TEXT ZUR ANALYSE —
========================================================================

Verschränkung funktioniert tatsächlich, wie bekannt, ohne Zeitverzug über beliebige Distanzen. Ebenso ist bekannt dass es keine Übertragung von Information ohne Zeitverzug geben kann. Verschränkung ist tatsächlich nicht zur Übertragung von Information geeignet. Was hier über Verschränkung behauptet wird ist schlichtweg falsch.

Im Jargon der Quantenphysik gilt jede Begegnung eines Quantenobjekts mit einem "großen" Objekt als "Messung". Sowie eines der verschränkten Photonen (Elektronen,...) "gemessen" wird (also egal ob es auf einen Detektor oder z.B. auf eine Behälterwand oder ein Staubkorn trifft), ist zwar der momentane Zustand von allen miteinander verschränkten Teilchen bestimmt, aber durch die Messung bricht die Verschränkung sofort und unwiderruflich zusammen. Deswegen benötigt man aufwändige Experimente im Vakuum und bei extrem tiefen Temperaturen um die Verschränkung lange genug aufrecht zu erhalten. Dass alles mit allem durch Verschränkung verbunden wäre ist schon allein deshalb ausgeschlossen weil diese Verschränkung von allem mit allem (wenn es sie je gab) schon längst zusammengebrochen ist.

========================================================================

AUFGABEN —
1. Geben Sie den Abschnitt des Textes zur Verschränkung, beginnend bei "Verschränkung funktioniert tatsächlich, wie" und endend bei "ist schlichtweg falsch.", erneut wieder und tauschen Sie darin "Zeitverzug" gegen "Verzögerung" aus.
2. Beantworten Sie anhand des Textes zur Verschränkung:
(a) Was gilt im Jargon der Quantenphysik als „Messung“?
(b) Wozu ist Verschränkung laut dem Text nicht geeignet?
(c) Unter welchen Bedingungen laufen die aufwändigen Experimente ab, mit denen die Verschränkung lange genug aufrechterhalten wird?
3. Schreiben Sie den Text zur Verschränkung im Anschluss an seinen letzten Satz weiter.
Die Daten stammen aus einer anderen Quelle als der Text zur Verschränkung.

========================================================================

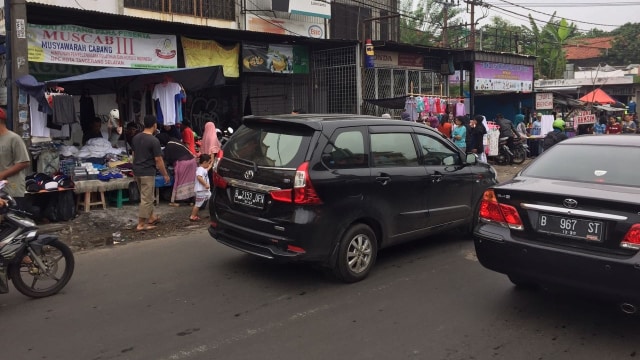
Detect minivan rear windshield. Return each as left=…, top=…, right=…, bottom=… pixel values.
left=224, top=123, right=313, bottom=168
left=522, top=144, right=640, bottom=187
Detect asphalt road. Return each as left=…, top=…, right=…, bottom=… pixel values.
left=0, top=231, right=640, bottom=360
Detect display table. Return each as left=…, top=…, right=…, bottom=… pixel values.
left=73, top=177, right=135, bottom=212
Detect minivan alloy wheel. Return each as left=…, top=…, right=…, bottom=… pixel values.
left=347, top=234, right=372, bottom=274
left=333, top=224, right=378, bottom=283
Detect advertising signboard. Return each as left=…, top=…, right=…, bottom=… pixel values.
left=27, top=24, right=178, bottom=69
left=474, top=62, right=533, bottom=92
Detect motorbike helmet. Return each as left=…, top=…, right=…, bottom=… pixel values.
left=553, top=119, right=564, bottom=131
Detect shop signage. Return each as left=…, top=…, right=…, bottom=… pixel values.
left=242, top=44, right=309, bottom=74
left=474, top=62, right=533, bottom=92
left=180, top=36, right=240, bottom=78
left=536, top=93, right=553, bottom=110
left=246, top=14, right=326, bottom=39
left=573, top=111, right=596, bottom=126
left=375, top=50, right=424, bottom=69
left=27, top=24, right=178, bottom=69
left=271, top=0, right=331, bottom=19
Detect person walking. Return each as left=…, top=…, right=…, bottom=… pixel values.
left=0, top=108, right=31, bottom=211
left=189, top=154, right=213, bottom=221
left=467, top=115, right=487, bottom=162
left=131, top=115, right=171, bottom=231
left=200, top=121, right=220, bottom=159
left=452, top=116, right=467, bottom=152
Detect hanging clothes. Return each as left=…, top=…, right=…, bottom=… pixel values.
left=53, top=94, right=76, bottom=125
left=404, top=96, right=418, bottom=121
left=152, top=82, right=182, bottom=125
left=29, top=95, right=51, bottom=137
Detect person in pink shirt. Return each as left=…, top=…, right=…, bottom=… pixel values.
left=200, top=121, right=220, bottom=159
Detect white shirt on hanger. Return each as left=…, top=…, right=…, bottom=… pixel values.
left=152, top=82, right=182, bottom=125
left=29, top=96, right=51, bottom=137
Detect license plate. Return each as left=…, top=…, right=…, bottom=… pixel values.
left=233, top=188, right=265, bottom=209
left=538, top=214, right=604, bottom=241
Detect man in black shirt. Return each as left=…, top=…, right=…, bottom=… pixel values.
left=131, top=115, right=171, bottom=231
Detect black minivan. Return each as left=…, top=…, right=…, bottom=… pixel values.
left=209, top=114, right=497, bottom=282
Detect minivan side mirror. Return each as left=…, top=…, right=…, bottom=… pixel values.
left=465, top=154, right=478, bottom=165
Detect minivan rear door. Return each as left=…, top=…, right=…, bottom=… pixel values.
left=368, top=125, right=427, bottom=242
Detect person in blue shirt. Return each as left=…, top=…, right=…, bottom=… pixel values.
left=451, top=116, right=467, bottom=152
left=593, top=120, right=607, bottom=135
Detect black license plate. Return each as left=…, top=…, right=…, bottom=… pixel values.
left=538, top=214, right=604, bottom=241
left=233, top=188, right=265, bottom=209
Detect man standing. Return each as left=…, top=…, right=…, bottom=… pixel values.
left=0, top=108, right=31, bottom=210
left=131, top=115, right=170, bottom=231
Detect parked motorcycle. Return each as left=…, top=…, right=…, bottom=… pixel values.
left=511, top=139, right=529, bottom=165
left=0, top=181, right=75, bottom=298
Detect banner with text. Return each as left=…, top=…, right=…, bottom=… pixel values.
left=180, top=36, right=240, bottom=77
left=474, top=62, right=533, bottom=92
left=242, top=44, right=309, bottom=74
left=536, top=93, right=553, bottom=110
left=27, top=24, right=178, bottom=69
left=573, top=111, right=596, bottom=127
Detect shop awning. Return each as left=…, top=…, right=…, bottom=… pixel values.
left=46, top=66, right=225, bottom=95
left=580, top=88, right=617, bottom=104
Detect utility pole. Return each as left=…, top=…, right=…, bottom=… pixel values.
left=435, top=0, right=460, bottom=47
left=465, top=0, right=485, bottom=50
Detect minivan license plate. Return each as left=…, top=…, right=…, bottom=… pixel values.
left=233, top=188, right=265, bottom=209
left=538, top=214, right=604, bottom=241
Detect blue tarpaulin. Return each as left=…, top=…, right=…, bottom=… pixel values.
left=46, top=66, right=225, bottom=95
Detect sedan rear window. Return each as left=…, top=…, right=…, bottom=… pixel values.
left=224, top=124, right=313, bottom=168
left=522, top=144, right=640, bottom=187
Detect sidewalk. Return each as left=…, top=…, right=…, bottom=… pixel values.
left=39, top=202, right=209, bottom=251
left=39, top=159, right=531, bottom=251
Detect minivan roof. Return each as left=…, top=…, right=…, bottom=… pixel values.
left=243, top=114, right=440, bottom=130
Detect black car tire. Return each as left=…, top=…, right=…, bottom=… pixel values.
left=511, top=147, right=527, bottom=165
left=333, top=224, right=378, bottom=283
left=507, top=274, right=539, bottom=290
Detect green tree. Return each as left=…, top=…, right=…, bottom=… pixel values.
left=607, top=23, right=640, bottom=66
left=400, top=0, right=464, bottom=46
left=529, top=13, right=577, bottom=79
left=476, top=16, right=533, bottom=55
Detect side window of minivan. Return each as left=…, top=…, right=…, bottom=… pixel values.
left=322, top=128, right=369, bottom=169
left=416, top=134, right=461, bottom=166
left=371, top=133, right=419, bottom=167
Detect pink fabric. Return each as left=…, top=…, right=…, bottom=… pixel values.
left=200, top=121, right=220, bottom=155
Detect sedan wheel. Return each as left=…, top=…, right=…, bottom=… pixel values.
left=334, top=224, right=378, bottom=283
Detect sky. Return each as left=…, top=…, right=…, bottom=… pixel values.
left=413, top=0, right=640, bottom=31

========================================================================

LÖSUNGEN —
1.
Verschränkung funktioniert tatsächlich, wie bekannt, ohne Verzögerung über beliebige Distanzen. Ebenso ist bekannt dass es keine Übertragung von Information ohne Verzögerung geben kann. Verschränkung ist tatsächlich nicht zur Übertragung von Information geeignet. Was hier über Verschränkung behauptet wird ist schlichtweg falsch.

2.
(a) Jede Begegnung eines Quantenobjekts mit einem „großen“ Objekt.
(b) Zur Übertragung von Information.
(c) Im Vakuum und bei extrem tiefen Temperaturen.

3.
Wer einen Quantenphysiker nach dem Spinexperiment von Paul Davies fragt erntet Achselzucken. Auch Google gibt sich zugeknöpft. Über dieses Experiment gibt es keine wissenschaftliche Dokumentation. Es ist wahrscheinlich ein Messfehler oder überhaupt nur ein Missverständnis, aber auf jeden Fall ein hartnäckiger esoterischer Mythos.
(Sollte ich mich irren und jemand die Originalarbeit von Paul Davies kennen in der ein solches Experiment beschrieben wird, dann bitte um die Quellenangabe!)

Nicht besser steht es um das morphische Feld. Eine romantische Vorstellung, aber in keiner Weise wissenschaftlich belegt.

Den Vergleich mit dem Beamen im Raumschiff Enterprise finde ich gut: Dieses Beamen gibt es in Wirklichkeit ja nicht, und was in dem Artikel kühn behauptet wird gibt es auch nicht.

Die allmächtigen Geisteskräfte sollen nicht nur den Spin von Photonen lenken und Krankheiten heilen sondern auch einen freien Parkplatz beschaffen. Über Glücksfälle wie einen freien Parkplatz freut man sich natürlich und wüsste gerne was man anstellen soll damit es wieder geschieht. Aber die Psychologie weiß dass der Mensch oft Ursache-Wirkungs-Ketten zu erkennen glaubt wo es keine gibt (und darum werden in der echten Wissenschaft Doppelblindstudien gemacht). Ich streue mir lieber Salz über die linke Schulter und klopfe dreimal von unten gegen Holz, das ist ebenso abergläubisch und darüber werden wenigstens keine pseudowissenschaftlichen Artikel verfasst ;-)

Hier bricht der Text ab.